■ ACTIVITY:
Return the data below in full, matching every line exactly.

■ DATA RECORDS:
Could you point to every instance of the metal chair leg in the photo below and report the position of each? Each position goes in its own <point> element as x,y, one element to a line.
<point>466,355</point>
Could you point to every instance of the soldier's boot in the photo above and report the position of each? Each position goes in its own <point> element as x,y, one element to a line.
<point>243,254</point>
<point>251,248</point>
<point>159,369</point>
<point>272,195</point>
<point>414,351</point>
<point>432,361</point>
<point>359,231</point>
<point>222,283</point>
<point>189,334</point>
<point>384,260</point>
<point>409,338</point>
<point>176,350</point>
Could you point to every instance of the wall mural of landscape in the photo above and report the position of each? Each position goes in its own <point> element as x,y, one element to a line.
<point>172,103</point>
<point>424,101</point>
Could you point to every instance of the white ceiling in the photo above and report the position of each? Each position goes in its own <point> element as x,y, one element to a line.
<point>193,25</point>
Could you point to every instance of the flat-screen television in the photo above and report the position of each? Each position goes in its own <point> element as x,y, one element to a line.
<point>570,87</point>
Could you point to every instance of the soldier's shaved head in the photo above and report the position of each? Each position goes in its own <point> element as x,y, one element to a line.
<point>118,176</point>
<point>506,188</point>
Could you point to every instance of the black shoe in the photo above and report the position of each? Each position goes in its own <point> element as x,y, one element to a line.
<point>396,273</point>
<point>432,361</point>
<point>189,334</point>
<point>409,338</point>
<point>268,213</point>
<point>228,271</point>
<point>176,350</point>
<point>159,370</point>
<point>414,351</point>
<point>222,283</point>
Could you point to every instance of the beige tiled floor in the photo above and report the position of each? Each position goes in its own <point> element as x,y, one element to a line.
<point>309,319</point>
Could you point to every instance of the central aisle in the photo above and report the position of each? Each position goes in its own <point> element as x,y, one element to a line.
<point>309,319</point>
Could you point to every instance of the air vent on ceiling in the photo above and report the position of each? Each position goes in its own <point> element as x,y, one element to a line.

■ ANSWER FOR THE TASK:
Could you point to every instance of the metal chair leg in the photo below and report the position of each? Each position goes in its own <point> element as x,y, one element to a line.
<point>466,355</point>
Could you point to every instance of the soldier's boot in the photo above and report the position of each? Each position goes in its own <point> element as x,y, one element to a line.
<point>243,254</point>
<point>251,248</point>
<point>159,369</point>
<point>272,195</point>
<point>414,351</point>
<point>432,361</point>
<point>359,231</point>
<point>222,283</point>
<point>189,334</point>
<point>384,260</point>
<point>409,338</point>
<point>176,350</point>
Could you point to every instance of the wall mural of landscape in the photo above and report the position of each? Each position goes in its own <point> element as x,y, one element to a line.
<point>172,103</point>
<point>424,101</point>
Could you point to every instance of the white ceiling in the photo above and report the position of each? Each position goes in its own <point> element as x,y, one element to a line.
<point>193,25</point>
Could you point to every instance of the flat-screen television in the photo above and report the position of each? Each position goes in its own <point> element as x,y, one element to a line.
<point>570,87</point>
Could you point to every instance of the soldier's shaved head in the photo above and report the position of each? Each position goes in its own <point> element as x,y, one element to a line.
<point>118,176</point>
<point>506,188</point>
Could you point to every instance of the black shoe in the photo above and report the position of each? Each position goes in its own <point> element as x,y, one element to a line.
<point>396,273</point>
<point>432,361</point>
<point>189,334</point>
<point>409,338</point>
<point>268,213</point>
<point>228,271</point>
<point>176,350</point>
<point>159,370</point>
<point>414,351</point>
<point>222,283</point>
Could you point to every instance of the beige tiled floor in the photo above and report the position of each? Each position goes in its own <point> element as x,y, one element to a line.
<point>309,319</point>
Could you point to every instance of the central aisle in the photo above and report the position of each? Each position goes in its own <point> element as x,y, one element to a line.
<point>309,319</point>
Could you point to every instance of the air vent on ceiling in the photo above and report the position of each? Each position goes in its own <point> element as x,y, one element to a line.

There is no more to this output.